AANGELEVERDE TEKST |
□ □ □ □ □

De onderwijsbestedingen in Nederland blijven nog verder achter bij de economische groei

De onderwijsbestedingen in Nederland blijven nog verder achter bij de economische groei. De toename in uitgaven aan primair, voortgezet en hoger onderwijs lag in ons land op jaarbasis tussen 2012 en 2019 op 1,1 procent. Dat is veel minder dan het gemiddelde in de EU (1,6 procent per jaar) en ook veel minder dan het gemiddelde binnen de Oeso (eveneens 1,6 procent per jaar).
"Omliggende landen laten het onderwijs profiteren van economische groei", zegt AOb-bestuurder Thijs Roovers. "Nederland schommelt onderaan dit lijstje en dat is onbegrijpelijk als je kijkt naar de uitdagingen waar het onderwijs mee te maken heeft."

□ □ □ □ □

DATASETGEGEVENS |
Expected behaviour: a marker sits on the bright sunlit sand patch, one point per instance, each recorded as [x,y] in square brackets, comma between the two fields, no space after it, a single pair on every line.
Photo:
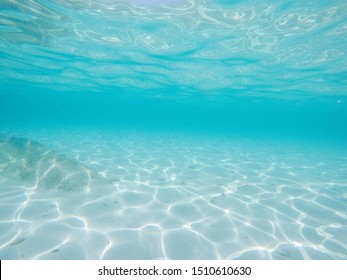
[178,198]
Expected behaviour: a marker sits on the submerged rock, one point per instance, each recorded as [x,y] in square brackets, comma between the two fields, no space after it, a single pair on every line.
[37,164]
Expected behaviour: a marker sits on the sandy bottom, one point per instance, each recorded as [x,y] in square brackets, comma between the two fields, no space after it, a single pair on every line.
[180,197]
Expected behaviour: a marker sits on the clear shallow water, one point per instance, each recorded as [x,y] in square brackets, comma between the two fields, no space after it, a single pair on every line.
[173,130]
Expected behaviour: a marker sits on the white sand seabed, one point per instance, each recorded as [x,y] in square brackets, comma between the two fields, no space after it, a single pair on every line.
[177,197]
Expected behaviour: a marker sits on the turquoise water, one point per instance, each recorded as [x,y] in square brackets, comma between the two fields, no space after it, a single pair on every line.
[177,129]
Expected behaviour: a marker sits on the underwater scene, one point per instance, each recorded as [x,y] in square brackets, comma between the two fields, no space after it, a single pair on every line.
[173,129]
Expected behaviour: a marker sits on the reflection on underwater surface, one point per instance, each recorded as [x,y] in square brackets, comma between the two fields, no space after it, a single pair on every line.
[176,49]
[178,129]
[172,197]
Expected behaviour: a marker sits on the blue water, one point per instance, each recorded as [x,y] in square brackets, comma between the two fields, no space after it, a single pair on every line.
[109,82]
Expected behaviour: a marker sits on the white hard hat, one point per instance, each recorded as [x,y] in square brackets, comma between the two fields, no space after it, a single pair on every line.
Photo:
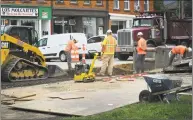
[109,31]
[189,49]
[169,54]
[139,33]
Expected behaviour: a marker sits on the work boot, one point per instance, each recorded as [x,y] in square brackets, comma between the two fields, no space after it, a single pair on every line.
[100,74]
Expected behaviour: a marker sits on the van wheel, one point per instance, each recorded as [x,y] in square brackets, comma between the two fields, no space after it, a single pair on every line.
[63,57]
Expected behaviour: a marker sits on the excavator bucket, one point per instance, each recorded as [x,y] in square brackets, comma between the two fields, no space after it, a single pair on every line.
[55,71]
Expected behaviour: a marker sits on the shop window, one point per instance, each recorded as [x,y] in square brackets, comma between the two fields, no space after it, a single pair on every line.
[116,25]
[86,1]
[146,5]
[73,1]
[126,4]
[95,40]
[8,1]
[42,42]
[136,5]
[99,2]
[116,4]
[130,23]
[59,1]
[188,8]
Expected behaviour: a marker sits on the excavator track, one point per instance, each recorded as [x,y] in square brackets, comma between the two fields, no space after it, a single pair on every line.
[18,69]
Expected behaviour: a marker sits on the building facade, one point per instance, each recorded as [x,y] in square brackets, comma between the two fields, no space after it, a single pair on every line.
[27,13]
[85,16]
[122,12]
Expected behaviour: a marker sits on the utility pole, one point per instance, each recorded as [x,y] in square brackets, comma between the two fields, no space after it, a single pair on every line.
[0,45]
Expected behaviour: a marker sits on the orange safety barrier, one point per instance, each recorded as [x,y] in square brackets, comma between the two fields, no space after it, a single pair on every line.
[74,55]
[83,54]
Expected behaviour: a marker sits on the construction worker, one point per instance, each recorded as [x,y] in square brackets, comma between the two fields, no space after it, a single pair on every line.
[107,56]
[70,46]
[178,50]
[141,52]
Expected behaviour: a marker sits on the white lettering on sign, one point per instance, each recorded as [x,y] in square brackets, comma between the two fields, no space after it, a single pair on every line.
[5,45]
[156,81]
[33,12]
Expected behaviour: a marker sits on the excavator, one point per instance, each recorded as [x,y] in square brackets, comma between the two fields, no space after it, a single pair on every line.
[20,57]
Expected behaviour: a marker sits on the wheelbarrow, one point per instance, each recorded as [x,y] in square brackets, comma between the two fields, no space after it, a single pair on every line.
[162,88]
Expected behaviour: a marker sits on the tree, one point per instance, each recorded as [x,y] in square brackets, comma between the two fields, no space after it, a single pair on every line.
[158,5]
[188,8]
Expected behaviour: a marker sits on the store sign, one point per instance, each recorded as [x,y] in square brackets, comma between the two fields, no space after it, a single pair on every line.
[87,23]
[33,12]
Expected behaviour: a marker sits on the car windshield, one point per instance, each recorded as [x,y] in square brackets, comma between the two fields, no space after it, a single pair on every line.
[142,22]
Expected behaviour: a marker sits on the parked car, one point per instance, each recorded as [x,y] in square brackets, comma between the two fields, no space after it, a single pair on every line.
[94,43]
[52,46]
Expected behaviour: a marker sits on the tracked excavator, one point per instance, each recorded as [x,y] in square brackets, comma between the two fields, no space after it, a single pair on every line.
[20,57]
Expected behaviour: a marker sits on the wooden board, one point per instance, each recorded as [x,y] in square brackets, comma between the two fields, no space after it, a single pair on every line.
[64,96]
[92,103]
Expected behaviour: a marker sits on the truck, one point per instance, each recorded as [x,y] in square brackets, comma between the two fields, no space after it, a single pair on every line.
[158,28]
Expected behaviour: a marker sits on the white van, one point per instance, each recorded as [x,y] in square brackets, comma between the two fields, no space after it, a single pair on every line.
[52,46]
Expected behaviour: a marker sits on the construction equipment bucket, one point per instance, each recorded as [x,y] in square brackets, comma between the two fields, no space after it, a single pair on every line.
[55,71]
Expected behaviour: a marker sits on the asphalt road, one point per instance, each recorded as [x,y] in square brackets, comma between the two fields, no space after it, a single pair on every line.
[98,63]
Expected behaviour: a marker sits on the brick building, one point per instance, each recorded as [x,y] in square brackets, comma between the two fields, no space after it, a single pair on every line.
[36,13]
[122,12]
[88,16]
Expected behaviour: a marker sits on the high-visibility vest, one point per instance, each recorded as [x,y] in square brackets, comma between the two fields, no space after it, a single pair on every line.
[74,54]
[141,43]
[84,54]
[110,45]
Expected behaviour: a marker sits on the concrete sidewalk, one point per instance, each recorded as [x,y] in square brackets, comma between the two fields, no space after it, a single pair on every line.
[98,63]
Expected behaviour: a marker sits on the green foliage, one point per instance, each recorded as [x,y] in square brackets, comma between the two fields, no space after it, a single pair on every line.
[151,111]
[158,5]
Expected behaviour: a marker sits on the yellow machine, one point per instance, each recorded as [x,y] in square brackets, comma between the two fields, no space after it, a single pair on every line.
[84,72]
[20,59]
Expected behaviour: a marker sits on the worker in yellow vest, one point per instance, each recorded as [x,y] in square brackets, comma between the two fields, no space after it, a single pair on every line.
[107,56]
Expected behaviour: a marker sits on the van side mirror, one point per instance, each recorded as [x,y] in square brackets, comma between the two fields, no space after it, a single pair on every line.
[36,42]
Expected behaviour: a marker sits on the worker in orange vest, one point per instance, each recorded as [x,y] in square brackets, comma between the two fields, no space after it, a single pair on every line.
[178,50]
[141,52]
[70,46]
[107,56]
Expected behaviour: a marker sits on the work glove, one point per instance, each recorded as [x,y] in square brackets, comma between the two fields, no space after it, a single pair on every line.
[169,54]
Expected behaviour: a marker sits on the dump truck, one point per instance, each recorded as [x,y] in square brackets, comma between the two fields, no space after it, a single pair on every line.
[159,28]
[20,57]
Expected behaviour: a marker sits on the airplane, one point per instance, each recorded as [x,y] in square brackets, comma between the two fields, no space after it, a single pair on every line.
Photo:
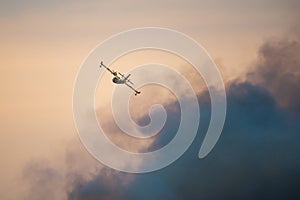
[120,78]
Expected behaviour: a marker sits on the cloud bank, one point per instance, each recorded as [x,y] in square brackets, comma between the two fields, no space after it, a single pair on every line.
[257,156]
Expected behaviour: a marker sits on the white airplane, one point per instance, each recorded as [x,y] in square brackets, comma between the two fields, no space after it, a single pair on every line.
[120,80]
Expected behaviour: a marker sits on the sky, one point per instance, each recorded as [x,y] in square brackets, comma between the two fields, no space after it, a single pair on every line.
[256,47]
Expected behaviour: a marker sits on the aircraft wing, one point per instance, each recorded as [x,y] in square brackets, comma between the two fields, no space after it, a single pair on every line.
[136,91]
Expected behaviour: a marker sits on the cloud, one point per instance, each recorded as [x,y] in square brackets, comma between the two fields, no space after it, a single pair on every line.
[257,156]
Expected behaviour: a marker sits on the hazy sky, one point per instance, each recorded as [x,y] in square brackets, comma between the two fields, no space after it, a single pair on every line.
[43,44]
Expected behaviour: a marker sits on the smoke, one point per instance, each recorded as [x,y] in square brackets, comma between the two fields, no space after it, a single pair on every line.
[257,156]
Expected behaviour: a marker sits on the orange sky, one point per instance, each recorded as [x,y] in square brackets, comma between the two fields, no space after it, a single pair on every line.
[44,44]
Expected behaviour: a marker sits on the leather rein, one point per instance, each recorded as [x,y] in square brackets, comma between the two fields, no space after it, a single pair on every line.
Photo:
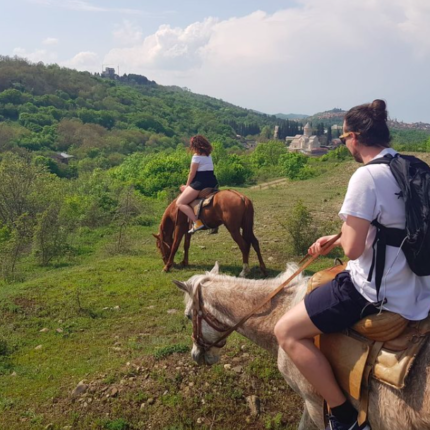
[200,312]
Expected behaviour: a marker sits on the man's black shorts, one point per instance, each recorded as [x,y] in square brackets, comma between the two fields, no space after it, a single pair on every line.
[337,305]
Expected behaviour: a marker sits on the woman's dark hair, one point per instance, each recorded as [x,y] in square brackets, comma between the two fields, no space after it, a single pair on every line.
[370,121]
[200,145]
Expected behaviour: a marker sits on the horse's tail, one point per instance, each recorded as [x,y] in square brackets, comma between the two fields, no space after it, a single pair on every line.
[248,232]
[248,221]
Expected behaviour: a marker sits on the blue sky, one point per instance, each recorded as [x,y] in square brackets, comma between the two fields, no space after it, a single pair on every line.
[300,56]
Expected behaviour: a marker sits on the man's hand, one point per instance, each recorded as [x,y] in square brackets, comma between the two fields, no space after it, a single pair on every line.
[315,248]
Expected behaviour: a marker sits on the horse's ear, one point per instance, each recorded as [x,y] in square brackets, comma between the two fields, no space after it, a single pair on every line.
[215,269]
[181,285]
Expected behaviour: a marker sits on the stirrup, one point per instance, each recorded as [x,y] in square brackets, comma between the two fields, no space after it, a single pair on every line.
[197,225]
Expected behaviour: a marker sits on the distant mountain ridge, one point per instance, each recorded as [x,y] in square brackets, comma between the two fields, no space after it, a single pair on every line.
[336,116]
[293,116]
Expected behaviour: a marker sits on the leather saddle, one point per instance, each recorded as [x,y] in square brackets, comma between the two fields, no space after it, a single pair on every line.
[204,199]
[382,346]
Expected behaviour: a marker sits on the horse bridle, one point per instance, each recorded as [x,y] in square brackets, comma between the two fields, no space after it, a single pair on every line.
[200,313]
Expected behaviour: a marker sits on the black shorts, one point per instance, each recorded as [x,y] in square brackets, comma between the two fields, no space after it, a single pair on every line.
[337,305]
[204,180]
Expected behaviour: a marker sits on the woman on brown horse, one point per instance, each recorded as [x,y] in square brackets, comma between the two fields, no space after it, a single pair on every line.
[201,176]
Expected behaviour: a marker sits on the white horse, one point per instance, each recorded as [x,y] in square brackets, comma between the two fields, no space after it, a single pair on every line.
[228,299]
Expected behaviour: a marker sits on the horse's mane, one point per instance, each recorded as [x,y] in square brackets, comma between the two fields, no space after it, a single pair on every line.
[249,287]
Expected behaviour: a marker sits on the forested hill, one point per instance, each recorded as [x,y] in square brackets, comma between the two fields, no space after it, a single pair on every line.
[58,109]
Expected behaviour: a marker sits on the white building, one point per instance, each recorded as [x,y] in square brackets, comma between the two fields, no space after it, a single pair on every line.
[305,142]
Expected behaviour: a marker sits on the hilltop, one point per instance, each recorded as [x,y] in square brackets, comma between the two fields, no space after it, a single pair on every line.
[38,103]
[336,115]
[294,116]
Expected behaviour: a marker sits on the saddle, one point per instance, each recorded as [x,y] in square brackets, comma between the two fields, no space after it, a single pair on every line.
[382,346]
[204,199]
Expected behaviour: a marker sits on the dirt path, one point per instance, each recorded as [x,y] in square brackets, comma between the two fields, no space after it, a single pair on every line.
[266,185]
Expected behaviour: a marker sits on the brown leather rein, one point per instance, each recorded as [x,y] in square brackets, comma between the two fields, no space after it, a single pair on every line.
[200,313]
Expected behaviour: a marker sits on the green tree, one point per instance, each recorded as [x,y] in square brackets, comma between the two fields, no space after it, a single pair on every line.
[293,163]
[268,153]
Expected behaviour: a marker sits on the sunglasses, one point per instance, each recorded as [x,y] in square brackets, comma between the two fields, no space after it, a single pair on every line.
[344,136]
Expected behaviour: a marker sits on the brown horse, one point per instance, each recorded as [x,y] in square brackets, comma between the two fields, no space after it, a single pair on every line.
[228,207]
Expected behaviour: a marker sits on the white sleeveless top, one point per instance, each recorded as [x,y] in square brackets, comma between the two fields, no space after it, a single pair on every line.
[204,161]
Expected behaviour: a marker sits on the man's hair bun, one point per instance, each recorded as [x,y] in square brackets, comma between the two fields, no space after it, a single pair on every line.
[379,110]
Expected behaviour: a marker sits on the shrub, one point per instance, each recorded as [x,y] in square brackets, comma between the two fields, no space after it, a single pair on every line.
[300,226]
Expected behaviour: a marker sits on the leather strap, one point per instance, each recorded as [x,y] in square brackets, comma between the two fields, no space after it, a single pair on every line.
[365,383]
[307,261]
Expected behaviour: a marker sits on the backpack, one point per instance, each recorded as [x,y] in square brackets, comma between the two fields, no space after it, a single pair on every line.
[413,177]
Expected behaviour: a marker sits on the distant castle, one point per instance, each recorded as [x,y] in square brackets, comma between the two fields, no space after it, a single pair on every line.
[305,142]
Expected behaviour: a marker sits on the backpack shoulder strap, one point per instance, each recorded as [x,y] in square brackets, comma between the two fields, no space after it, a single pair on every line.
[386,159]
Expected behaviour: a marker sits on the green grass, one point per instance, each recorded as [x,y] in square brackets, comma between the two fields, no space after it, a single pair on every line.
[115,331]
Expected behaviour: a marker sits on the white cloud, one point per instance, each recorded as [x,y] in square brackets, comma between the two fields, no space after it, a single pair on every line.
[83,6]
[84,61]
[319,54]
[169,48]
[50,41]
[127,33]
[36,56]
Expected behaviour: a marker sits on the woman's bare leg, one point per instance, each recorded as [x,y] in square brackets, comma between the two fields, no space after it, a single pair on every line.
[295,332]
[187,196]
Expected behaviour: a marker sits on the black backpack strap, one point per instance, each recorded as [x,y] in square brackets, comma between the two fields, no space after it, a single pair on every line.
[386,159]
[384,236]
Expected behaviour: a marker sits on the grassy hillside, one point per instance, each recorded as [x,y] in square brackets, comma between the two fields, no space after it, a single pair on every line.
[117,323]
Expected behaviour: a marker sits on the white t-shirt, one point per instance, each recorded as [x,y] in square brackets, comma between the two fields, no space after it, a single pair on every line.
[372,194]
[204,161]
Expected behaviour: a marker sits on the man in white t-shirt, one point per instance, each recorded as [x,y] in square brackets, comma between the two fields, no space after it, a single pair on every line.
[372,194]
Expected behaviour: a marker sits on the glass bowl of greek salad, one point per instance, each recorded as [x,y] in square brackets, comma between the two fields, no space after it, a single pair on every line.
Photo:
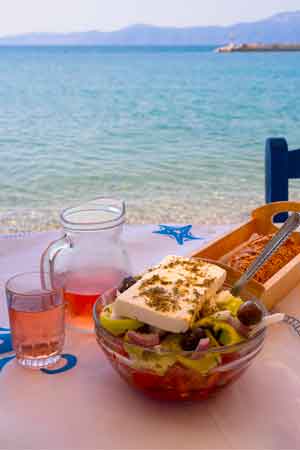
[175,332]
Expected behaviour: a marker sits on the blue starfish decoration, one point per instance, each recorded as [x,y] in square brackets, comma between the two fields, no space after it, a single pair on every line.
[181,234]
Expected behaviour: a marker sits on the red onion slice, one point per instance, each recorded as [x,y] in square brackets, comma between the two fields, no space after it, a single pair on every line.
[203,345]
[145,340]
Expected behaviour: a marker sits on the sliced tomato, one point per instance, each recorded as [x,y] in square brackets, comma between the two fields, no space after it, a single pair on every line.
[146,380]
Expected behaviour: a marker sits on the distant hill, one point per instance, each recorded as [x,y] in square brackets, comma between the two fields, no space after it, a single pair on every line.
[280,28]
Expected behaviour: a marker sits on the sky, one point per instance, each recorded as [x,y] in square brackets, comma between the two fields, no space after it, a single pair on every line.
[23,16]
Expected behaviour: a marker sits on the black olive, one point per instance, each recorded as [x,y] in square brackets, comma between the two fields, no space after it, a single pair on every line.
[191,339]
[126,284]
[250,313]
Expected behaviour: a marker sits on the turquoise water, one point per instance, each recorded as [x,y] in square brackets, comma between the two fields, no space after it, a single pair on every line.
[178,133]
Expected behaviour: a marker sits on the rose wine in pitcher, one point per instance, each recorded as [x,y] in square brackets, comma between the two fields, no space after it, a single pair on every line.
[81,290]
[89,258]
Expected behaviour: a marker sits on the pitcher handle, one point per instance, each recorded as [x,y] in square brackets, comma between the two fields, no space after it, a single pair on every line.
[48,259]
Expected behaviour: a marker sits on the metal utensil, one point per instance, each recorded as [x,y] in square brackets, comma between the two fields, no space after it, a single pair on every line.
[280,237]
[271,319]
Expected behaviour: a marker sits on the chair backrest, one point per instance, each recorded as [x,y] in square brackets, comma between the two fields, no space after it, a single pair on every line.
[280,165]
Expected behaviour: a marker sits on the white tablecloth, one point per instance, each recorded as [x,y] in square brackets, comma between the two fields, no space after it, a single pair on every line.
[90,407]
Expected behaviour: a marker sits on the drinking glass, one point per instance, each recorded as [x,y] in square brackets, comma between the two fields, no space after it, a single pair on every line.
[37,320]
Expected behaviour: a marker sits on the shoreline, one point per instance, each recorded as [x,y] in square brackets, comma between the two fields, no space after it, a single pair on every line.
[38,220]
[231,48]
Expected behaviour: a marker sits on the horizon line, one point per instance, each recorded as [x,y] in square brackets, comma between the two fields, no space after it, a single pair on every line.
[139,24]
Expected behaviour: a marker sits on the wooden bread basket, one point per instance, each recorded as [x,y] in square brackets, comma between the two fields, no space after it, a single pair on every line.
[280,284]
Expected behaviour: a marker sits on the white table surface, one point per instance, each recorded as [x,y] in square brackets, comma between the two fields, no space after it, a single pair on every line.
[90,407]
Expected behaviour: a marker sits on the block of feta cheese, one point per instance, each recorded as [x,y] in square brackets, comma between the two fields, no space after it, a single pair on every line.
[169,295]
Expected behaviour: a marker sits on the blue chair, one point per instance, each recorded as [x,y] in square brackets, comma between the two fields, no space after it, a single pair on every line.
[280,165]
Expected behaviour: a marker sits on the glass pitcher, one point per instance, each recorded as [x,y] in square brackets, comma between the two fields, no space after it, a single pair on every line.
[89,258]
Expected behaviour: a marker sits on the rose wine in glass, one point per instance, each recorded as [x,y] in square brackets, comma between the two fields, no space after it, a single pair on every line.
[37,320]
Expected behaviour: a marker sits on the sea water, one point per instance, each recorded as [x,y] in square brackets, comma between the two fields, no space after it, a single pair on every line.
[178,133]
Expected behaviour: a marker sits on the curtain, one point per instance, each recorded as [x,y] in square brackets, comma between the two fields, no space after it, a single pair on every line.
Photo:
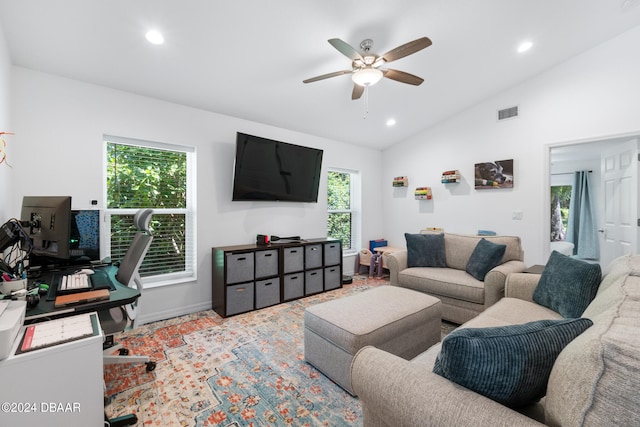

□ □ □ □ □

OPDRACHTEN |
1. Met hoeveel procent per jaar stegen volgens de tekst over de onderwijsbestedingen de Nederlandse uitgaven aan primair, voortgezet en hoger onderwijs tussen 2012 en 2019?
2. Schrijf de tekst over de Nederlandse onderwijsbestedingen verder vanaf het punt waar hij ophoudt.
Het materiaal staat los van de aangeleverde tekst.

UITGEWERKTE OPGAVEN |
1. Met 1,1 procent per jaar.

2.
Verschil

Gemiddeld besteden Oeso-landen 4,9 procent van het bnp aan onderwijs. Binnen de EU ligt dit percentage op 4,4 en in Nederland, ondanks de lagere groei, nog steeds iets hoger: op 5,2. Per student of leerling geeft Nederland ook bovengemiddeld veel geld uit, maar er zijn grote verschillen tussen de onderwijssectoren. De bestedingen aan leerlingen in het primair onderwijs liggen maar een fractie boven het gemiddelde van landen in de Oeso en de EU. In het voortgezet en hoger onderwijs scoort Nederland ruim bovengemiddeld. "In het hoger, voortgezet en wetenschappelijk onderwijs laat het rapport zien dat we relatief genomen veel geld per leerling uittrekken", zegt Roovers. "Maar het geld lang komt niet altijd terecht waar het moet. We moeten ons afvragen: waar blijft dat geld en hoe zorgen we ervoor dat we het beter gaan gebruiken?"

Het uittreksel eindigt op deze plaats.